The key move of this objection is to treat personal identity as a transferable digital asset and to argue that prior consent sanitizes all future outcomes. To illustrate the response to this objection, we may consider an analogy.

Analogy to a Living Surveillance Device: Imagine a husband, while alive, hidden-cameras every room in his house and signs a contract allowing a tech company to broadcast all the unedited footage to his wife only after he dies, intending it as a "keepsake."

Even if he consented to give up his own privacy, the footage inherently captures intimate interactions, arguments, and secrets involving his wife, friends, and children who never agreed to be recorded or monitored. We tend to think that broadcasting this invasive archive is morally grotesque. The husband's "consent" cannot magically strip away the privacy rights and emotional security of the living people entangled in his data.

### Material shown
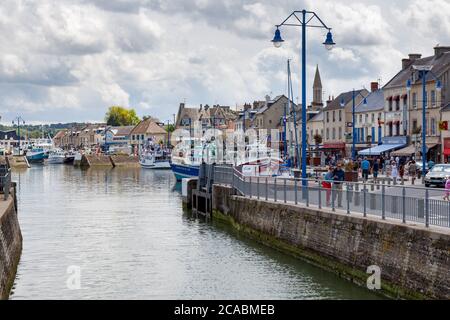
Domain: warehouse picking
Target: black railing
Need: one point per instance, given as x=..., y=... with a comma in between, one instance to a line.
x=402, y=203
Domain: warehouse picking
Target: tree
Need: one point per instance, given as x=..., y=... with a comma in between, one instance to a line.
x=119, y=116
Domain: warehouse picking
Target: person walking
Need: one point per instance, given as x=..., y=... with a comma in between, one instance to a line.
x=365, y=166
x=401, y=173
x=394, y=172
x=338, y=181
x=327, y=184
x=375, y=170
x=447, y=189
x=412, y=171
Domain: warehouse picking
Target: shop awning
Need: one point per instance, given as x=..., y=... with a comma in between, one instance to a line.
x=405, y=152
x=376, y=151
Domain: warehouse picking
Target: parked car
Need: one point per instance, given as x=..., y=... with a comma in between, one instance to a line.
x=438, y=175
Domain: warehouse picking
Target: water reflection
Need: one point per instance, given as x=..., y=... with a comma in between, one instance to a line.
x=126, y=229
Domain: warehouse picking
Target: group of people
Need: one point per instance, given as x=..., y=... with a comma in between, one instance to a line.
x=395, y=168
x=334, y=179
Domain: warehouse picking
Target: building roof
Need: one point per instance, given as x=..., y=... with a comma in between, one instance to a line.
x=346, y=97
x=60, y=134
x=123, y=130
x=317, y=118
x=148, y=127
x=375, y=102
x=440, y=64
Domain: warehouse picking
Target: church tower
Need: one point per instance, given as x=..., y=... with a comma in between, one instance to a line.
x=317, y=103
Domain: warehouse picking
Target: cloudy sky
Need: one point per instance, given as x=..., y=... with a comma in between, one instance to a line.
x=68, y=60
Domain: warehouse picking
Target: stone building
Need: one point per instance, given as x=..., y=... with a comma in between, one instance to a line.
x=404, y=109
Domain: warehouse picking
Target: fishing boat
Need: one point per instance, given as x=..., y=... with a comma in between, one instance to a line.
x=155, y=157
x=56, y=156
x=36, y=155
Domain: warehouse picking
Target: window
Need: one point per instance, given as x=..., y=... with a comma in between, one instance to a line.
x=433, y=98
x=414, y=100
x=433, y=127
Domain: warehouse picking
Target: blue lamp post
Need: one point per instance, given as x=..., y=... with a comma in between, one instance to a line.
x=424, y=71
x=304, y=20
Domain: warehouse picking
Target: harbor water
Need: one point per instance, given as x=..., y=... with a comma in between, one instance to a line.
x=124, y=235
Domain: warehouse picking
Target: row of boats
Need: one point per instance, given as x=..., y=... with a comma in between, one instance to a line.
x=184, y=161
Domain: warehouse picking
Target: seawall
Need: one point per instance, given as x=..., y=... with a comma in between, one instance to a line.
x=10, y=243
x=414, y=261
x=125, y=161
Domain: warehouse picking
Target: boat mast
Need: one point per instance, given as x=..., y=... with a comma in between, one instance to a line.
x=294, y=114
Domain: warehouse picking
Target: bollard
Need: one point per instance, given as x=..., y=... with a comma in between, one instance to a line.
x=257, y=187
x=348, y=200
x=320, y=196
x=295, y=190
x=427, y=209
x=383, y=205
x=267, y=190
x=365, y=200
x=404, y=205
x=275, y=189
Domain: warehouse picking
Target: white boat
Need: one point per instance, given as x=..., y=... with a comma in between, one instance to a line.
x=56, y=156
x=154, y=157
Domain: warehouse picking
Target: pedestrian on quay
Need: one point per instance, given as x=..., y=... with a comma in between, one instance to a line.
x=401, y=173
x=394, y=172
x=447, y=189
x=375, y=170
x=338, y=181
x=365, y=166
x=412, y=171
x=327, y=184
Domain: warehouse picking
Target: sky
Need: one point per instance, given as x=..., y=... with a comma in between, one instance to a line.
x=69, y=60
...
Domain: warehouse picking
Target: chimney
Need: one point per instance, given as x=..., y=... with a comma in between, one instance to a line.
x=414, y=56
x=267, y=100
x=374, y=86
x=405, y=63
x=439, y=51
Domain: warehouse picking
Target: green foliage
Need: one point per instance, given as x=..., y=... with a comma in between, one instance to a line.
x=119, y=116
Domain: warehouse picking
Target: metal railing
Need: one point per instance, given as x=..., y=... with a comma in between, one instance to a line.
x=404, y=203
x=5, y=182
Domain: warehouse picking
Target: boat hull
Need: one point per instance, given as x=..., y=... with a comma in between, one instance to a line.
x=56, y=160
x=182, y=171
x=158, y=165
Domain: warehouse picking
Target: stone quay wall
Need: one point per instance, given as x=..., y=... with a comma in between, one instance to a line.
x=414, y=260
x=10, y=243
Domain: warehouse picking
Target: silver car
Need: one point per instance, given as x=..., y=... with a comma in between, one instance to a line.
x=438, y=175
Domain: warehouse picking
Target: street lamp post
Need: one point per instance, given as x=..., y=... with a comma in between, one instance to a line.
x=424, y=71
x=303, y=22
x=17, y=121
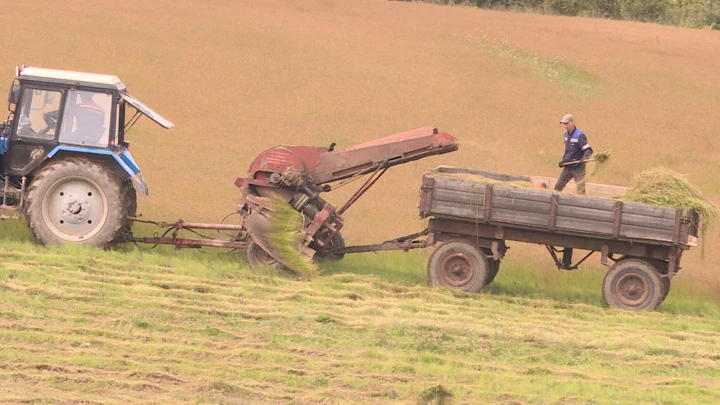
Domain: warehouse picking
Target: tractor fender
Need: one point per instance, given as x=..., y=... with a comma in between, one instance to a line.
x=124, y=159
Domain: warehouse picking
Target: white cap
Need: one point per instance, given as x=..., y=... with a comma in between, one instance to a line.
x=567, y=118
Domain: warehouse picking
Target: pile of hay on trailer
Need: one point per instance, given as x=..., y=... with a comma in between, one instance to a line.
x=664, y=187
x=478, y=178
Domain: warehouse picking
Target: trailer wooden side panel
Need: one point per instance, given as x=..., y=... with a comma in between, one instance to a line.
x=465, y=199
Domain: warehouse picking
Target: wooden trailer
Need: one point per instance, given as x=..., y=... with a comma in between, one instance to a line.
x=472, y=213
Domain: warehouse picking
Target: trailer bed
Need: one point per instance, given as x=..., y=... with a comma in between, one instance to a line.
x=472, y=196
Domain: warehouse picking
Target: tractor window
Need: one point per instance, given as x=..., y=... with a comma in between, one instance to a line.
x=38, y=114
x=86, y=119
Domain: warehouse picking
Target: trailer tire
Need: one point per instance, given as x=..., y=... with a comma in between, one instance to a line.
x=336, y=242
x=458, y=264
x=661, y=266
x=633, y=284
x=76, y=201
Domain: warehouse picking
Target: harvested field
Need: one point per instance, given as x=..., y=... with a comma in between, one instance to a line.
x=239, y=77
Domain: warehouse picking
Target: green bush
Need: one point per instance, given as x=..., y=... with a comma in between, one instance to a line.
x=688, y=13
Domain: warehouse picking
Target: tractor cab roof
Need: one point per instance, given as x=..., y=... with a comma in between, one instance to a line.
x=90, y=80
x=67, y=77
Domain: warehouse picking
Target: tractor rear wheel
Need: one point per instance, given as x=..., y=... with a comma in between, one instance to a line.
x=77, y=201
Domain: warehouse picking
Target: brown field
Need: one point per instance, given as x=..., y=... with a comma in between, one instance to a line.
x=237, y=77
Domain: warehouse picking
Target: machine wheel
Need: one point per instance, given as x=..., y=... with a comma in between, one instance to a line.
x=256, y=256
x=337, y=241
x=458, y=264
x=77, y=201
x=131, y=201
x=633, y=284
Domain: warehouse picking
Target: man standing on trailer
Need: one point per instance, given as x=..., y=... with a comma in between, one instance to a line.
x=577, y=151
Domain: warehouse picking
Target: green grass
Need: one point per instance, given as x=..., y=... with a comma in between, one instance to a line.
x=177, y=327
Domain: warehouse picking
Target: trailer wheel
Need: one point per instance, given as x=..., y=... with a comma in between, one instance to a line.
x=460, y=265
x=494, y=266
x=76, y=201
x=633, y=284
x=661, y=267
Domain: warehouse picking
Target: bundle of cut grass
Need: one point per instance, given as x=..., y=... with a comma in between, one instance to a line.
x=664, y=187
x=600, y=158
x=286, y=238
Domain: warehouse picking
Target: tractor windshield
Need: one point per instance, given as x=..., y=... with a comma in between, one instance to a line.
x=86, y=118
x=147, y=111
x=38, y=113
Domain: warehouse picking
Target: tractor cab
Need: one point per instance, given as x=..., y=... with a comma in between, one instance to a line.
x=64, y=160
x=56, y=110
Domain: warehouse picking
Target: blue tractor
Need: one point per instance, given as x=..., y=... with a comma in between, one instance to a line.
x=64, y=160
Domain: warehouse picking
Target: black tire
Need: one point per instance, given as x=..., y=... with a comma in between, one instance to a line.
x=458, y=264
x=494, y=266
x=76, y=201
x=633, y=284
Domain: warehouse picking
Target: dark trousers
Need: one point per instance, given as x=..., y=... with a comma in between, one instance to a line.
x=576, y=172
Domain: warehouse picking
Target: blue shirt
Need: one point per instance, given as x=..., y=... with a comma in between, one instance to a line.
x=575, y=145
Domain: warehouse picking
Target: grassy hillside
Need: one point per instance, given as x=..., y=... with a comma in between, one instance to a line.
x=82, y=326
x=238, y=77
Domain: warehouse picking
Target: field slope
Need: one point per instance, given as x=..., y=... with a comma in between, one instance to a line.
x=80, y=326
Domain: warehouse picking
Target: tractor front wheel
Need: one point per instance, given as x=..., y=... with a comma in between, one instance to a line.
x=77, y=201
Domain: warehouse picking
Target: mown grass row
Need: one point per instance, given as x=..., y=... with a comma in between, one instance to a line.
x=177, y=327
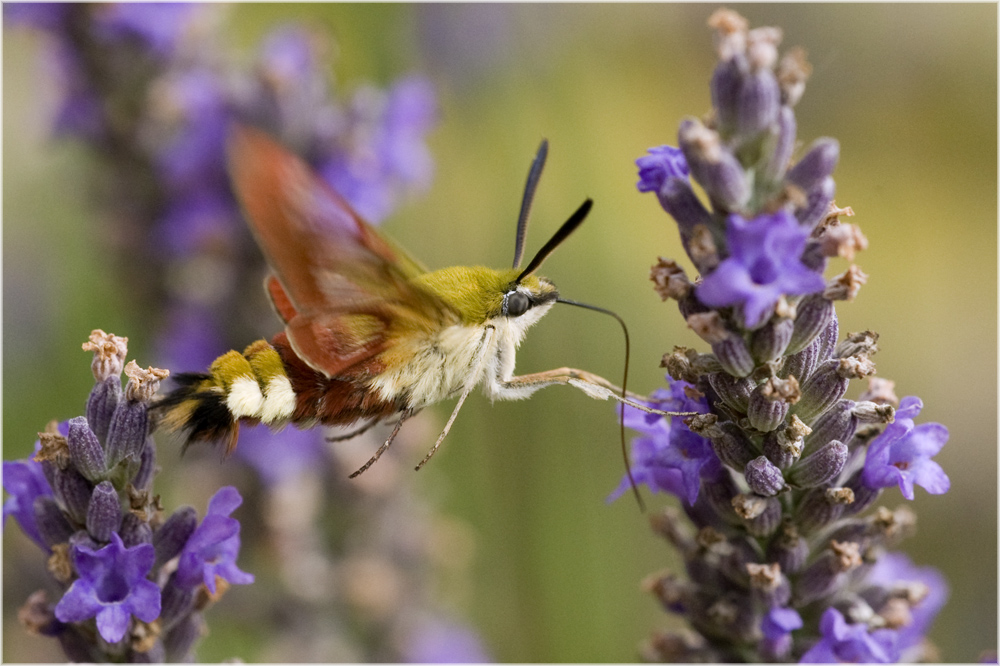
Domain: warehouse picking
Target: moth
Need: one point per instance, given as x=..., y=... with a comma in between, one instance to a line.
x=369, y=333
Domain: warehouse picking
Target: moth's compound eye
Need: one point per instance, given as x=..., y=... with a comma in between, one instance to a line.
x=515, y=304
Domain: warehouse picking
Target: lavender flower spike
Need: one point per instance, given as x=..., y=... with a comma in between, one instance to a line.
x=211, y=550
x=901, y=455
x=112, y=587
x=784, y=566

### Work to complete
1. In the passage above on consent and personal identity, when does the husband's contract allow the footage to be broadcast to his wife?
2. Please continue the passage on consent and personal identity from its last sentence.

### Solved tasks
1. Only after he dies.

2.
The core reason this objection fails is that digital data is fundamentally relational, not individual. A person’s text messages, emails, and voice notes do not belong to them alone; they are co-created interactions that contain the privacy of everyone they communicated with. Furthermore, a person living in the past cannot possibly anticipate or consent to the specific, unpredictable machine-learning outputs generated by an AI in the future. Because data cannot be decoupled from the social web, relying on individual "prior consent" is a philosophical illusion that fails to justify the systemic violations of privacy and dignity that these replicas inflict.

Q1. Is it ethical to create an AI version of someone using their personal data—even if they gave consent? Why or why not?

POV: No, it is highly unethical. As argued in the Main Stance, using a deceased person’s data to build a responsive chatbot reduces their entire moral personhood into a commercial tool. Consent does not justify self-objectification or the exploitation of human identity. Because dead individuals can no longer exercise real-time agency, modify their statements, or withdraw their permission, turning them into a permanent digital puppet violates the dignity we owe to human beings after their transition out of life.

Q2. Should an AI be allowed to reveal secrets that the real person chose not to share while they were alive?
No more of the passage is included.